| Talimatların |
Aşağıdaki seçilen yazıya göre şu ifadeler doğru mu, her biri için evet ya da hayır de ve kararı belirleyen sözleri yazıdan olduğu gibi alıntıla: (a) Yazı, Orhan Pamuk'un kitabından bir söz aktarır. (b) Yazıya göre insan, yolculuğunda en başta okuduklarıyla yol alır. (c) Yazıda sûrete sîret biçmek, ömre ömür biçmeye benzetilir.

| Seçilen yazı |
• • • •

9 Aralık 2013 Pazartesi

Duyguların Şahı Aşk ile Ruhun İlk Damlası Musîki

    "Suretin de arkasındaki asladır iştiyakım..."
   Sûrete, sîret biçmek, ömre ömür biçmek gibidir. Bir ömre sûretimi yazsam, bir ömrüm olur mu sîretimi yazmaya. Yoksa karakter midir ömrüme yön veren, ömrüm müdür yoksa karakterimi çizen. Ya da sîretimle sûretim bir olup karakter ismini mi verir kendilerine ?
   Harfler, sözcükler, cümleler ve sayfalar... Islak parmakların çevirdiği hayatlar gibi, sıcak esintinin, ılık bir nefese değdiği anlar ve satır aralarında yaşayan insanlar.
   Bir canlının derisinden başlayan yolculuğu bir başka canlının kabuğunda devam ettiren, sûretiyle, sîretlere şekil veren, başka hayatlara tohum olmak için yaşayan hayatlar. Mürekkeple kazıdığı ömrünü, tadarak yaşatır adadığı şeylere. Okunan her fikirle açılan yeni kapılar bambaşka alemlere yola çıkmamız için bir ümit ışığı olur bizlere. Orhan Pamuk'un kitabında dediği gibi; "Bir kitap okudum ve hayatım değişti." Bir ömrün mürekkebini yaladığı ve o tat ile yeni tatlara meraklı bir gûrme meyletmesi kazınıyor hafızalara. 
    İnsan, doğduğu andan itibaren başladığı yolculuğunda başta duyduğu ve gördüğü, sonrasında ise okuduğu ve konuştuğuyla sergiler işsiz karakterini tohumu olduğu ulu çınarlara.

• • • •

| Verilen kayıtlar |
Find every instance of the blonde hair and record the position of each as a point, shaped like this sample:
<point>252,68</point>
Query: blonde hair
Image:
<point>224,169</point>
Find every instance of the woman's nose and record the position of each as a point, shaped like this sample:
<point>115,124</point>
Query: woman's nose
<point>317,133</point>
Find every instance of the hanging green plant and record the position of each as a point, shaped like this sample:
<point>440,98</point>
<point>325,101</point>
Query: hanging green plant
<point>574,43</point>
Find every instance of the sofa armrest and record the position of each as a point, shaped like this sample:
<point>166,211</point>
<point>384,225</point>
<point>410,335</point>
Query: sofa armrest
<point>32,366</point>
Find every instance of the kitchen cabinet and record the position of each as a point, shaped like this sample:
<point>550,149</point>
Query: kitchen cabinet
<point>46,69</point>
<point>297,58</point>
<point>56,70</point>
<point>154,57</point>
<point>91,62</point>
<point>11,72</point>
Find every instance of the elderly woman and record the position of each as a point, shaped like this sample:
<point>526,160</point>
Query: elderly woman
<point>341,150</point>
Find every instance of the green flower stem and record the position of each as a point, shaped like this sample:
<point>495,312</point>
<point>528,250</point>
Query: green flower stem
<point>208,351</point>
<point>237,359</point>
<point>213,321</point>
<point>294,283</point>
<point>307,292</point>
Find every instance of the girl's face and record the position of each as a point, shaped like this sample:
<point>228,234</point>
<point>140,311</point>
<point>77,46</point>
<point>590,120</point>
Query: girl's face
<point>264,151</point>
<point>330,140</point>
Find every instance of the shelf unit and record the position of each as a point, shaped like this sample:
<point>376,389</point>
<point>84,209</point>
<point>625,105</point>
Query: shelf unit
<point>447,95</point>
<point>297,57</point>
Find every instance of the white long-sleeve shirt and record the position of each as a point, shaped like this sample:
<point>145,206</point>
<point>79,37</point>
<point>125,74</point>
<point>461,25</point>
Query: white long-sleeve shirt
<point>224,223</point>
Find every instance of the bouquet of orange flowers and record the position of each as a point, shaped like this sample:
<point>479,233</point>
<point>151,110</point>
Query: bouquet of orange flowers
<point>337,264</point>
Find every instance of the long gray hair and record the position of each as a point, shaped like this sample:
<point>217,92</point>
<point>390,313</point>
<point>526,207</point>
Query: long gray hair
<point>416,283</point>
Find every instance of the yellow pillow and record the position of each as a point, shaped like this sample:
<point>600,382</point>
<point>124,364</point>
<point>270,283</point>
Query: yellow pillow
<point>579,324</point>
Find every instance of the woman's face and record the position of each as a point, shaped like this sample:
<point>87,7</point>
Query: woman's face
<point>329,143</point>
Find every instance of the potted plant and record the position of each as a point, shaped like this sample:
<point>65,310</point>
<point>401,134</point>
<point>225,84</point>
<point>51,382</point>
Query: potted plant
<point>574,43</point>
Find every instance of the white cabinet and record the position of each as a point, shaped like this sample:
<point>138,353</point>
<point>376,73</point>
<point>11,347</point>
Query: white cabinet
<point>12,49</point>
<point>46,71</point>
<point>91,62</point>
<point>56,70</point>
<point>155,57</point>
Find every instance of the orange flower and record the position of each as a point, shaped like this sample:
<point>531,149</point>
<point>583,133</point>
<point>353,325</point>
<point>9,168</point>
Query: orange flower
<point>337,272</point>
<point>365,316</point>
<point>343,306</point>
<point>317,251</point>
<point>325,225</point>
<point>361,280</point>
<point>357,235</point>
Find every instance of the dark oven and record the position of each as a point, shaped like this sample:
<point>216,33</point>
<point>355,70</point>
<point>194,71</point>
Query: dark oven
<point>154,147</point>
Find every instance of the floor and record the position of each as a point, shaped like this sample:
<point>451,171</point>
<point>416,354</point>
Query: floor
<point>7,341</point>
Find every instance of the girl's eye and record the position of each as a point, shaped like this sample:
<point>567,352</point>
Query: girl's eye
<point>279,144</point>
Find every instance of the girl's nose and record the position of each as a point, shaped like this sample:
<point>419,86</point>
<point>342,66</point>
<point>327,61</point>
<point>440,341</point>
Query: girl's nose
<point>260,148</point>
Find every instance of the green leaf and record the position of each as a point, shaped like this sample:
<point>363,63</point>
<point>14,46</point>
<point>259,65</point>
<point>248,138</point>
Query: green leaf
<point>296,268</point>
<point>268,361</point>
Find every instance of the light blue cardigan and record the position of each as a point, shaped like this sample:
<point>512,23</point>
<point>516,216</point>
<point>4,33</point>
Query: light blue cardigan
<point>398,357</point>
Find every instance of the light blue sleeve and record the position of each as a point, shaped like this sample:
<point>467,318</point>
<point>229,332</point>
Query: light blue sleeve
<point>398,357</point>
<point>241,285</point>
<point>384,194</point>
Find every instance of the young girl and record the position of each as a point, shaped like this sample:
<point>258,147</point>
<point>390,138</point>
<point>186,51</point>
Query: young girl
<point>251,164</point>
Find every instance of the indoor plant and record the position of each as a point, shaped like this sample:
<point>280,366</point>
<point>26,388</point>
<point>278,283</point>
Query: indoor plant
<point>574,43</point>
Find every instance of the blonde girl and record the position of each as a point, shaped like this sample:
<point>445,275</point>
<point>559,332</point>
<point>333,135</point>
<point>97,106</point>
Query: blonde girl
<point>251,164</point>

• • • •

| Cevap |
(a) Evet: "Orhan Pamuk'un kitabında dediği gibi; "Bir kitap okudum ve hayatım değişti.""
(b) Hayır: "başta duyduğu ve gördüğü, sonrasında ise okuduğu ve konuştuğuyla"
(c) Evet: "Sûrete, sîret biçmek, ömre ömür biçmek gibidir."